→ GIVEN EXERCISE: List every line of the records below that contains the string "storefront", copying each one in full.

(Stored entries)
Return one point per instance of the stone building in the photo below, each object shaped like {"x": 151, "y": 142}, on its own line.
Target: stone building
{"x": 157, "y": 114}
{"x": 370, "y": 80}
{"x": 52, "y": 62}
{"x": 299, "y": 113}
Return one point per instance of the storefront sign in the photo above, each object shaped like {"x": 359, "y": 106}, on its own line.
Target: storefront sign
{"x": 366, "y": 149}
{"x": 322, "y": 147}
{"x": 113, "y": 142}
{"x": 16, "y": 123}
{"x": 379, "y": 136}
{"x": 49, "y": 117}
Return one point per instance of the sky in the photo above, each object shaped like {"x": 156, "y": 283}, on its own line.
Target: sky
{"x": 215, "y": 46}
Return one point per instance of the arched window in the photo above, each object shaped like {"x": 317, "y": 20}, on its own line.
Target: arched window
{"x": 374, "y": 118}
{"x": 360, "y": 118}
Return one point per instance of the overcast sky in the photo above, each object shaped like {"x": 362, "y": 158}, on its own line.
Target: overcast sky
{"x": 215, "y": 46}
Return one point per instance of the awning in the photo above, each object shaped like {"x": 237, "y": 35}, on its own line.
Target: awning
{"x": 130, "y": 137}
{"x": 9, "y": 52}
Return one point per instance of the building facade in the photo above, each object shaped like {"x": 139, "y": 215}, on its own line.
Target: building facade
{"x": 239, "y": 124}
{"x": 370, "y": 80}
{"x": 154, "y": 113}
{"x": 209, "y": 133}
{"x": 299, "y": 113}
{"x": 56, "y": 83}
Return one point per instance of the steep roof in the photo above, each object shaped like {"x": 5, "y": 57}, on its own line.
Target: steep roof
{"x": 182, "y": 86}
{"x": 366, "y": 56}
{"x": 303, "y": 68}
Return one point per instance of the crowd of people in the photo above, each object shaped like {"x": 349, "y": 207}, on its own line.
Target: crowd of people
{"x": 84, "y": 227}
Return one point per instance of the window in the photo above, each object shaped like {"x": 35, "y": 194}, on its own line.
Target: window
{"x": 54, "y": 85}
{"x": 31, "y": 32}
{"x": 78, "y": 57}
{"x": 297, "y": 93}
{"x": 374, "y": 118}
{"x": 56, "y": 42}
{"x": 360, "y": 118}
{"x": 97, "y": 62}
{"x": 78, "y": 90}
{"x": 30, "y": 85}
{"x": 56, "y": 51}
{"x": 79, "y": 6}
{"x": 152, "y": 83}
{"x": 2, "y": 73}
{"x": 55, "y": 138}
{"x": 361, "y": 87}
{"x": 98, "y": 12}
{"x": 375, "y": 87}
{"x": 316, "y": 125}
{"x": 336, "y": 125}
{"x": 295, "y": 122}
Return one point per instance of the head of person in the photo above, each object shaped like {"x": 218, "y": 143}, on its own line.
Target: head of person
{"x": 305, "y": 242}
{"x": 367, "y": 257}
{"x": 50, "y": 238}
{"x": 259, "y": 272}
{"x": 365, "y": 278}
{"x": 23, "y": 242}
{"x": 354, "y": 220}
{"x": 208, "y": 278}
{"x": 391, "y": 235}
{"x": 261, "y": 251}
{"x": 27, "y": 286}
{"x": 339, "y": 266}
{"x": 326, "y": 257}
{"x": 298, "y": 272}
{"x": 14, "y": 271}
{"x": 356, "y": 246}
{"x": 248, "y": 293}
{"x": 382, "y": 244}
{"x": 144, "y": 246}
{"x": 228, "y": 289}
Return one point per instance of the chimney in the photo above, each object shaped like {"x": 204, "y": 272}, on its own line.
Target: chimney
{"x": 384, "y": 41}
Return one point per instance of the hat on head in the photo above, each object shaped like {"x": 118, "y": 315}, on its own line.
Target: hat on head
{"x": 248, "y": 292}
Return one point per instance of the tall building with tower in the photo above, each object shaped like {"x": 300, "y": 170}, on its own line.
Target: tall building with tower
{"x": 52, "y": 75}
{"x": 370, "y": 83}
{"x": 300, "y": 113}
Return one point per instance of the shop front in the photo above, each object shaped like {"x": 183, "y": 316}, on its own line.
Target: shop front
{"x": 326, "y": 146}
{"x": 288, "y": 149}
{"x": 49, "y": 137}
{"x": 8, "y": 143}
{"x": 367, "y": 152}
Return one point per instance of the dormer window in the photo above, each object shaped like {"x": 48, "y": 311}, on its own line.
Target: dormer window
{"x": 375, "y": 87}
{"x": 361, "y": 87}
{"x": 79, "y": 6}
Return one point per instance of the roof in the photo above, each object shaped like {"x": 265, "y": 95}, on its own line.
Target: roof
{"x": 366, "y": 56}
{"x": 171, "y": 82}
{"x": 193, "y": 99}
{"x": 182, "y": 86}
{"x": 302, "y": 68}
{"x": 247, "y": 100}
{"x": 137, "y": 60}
==
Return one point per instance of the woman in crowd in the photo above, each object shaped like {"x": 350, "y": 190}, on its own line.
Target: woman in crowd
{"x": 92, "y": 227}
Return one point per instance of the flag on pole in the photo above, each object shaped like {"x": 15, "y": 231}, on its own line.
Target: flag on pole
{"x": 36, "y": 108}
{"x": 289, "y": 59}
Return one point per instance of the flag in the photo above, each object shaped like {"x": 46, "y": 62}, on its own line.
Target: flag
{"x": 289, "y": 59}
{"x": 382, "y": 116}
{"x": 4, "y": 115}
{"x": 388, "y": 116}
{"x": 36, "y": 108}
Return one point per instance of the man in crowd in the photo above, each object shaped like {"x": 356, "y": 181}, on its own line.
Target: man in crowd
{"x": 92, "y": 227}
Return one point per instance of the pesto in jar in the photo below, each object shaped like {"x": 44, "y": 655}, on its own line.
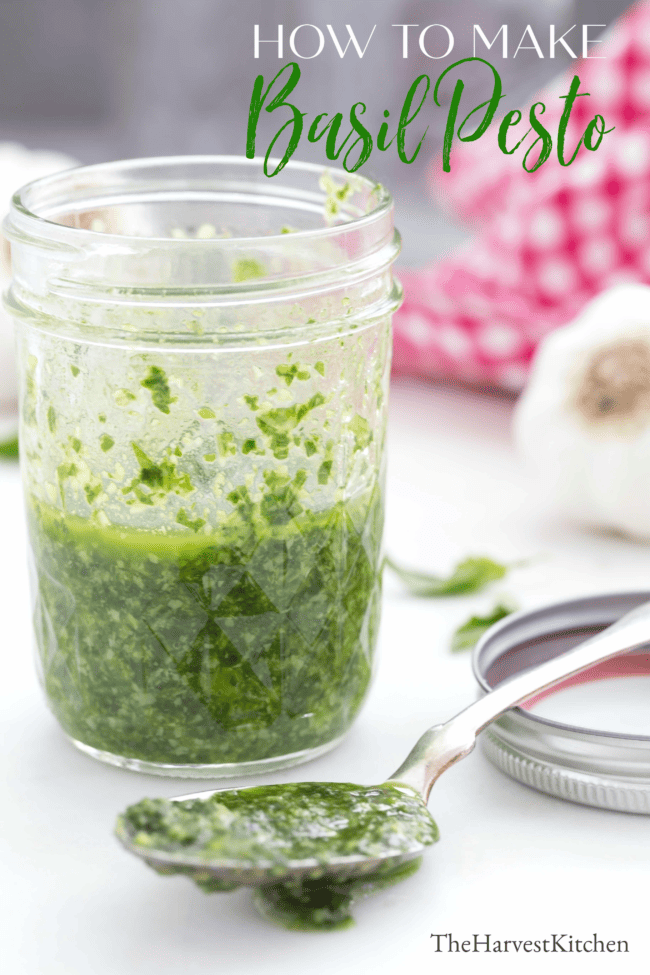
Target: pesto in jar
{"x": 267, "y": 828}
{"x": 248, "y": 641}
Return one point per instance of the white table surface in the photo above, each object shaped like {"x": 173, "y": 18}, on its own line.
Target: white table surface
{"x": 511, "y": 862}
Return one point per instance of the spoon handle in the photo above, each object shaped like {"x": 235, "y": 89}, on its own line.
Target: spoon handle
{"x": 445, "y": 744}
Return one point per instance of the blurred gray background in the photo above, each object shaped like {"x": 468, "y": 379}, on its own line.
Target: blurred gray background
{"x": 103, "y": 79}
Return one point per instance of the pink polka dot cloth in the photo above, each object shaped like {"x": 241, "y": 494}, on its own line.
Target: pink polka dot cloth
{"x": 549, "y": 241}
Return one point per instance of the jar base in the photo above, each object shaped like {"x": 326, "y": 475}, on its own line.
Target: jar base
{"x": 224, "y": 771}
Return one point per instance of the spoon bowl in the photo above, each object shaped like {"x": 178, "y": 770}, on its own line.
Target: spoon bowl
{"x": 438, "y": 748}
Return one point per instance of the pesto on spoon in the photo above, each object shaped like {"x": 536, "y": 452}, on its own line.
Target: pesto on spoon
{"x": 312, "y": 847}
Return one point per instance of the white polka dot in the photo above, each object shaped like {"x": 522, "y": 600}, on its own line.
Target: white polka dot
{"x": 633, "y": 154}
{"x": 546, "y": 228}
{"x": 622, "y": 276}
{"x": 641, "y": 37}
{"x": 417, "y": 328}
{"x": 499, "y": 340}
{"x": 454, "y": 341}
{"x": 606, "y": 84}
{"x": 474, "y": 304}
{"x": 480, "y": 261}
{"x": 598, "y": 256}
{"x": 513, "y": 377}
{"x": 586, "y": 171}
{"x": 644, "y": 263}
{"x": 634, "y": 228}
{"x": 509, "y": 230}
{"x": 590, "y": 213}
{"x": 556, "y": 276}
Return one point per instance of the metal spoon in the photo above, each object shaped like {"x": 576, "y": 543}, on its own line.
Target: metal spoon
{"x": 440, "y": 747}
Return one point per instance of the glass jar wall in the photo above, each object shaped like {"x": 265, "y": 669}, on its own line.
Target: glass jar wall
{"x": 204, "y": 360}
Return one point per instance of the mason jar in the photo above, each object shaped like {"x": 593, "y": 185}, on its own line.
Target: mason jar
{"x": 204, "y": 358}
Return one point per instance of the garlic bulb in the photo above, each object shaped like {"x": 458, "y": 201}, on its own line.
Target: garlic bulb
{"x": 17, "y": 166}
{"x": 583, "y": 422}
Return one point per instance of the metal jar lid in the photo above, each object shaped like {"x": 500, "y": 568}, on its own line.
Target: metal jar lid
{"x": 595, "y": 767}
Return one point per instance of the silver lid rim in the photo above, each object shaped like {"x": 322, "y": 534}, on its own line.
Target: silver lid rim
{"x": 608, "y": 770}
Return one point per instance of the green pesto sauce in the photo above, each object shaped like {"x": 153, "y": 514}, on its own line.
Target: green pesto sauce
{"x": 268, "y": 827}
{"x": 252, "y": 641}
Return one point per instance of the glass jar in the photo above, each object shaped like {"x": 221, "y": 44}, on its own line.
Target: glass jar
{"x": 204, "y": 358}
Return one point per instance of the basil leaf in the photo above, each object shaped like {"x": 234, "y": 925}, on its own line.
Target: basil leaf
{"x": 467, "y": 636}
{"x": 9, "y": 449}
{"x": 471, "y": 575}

→ THE RESPONSE:
Return one point per instance of the storefront sign in the photo above, each object shaped like {"x": 359, "y": 106}, on its own line.
Target: storefront sign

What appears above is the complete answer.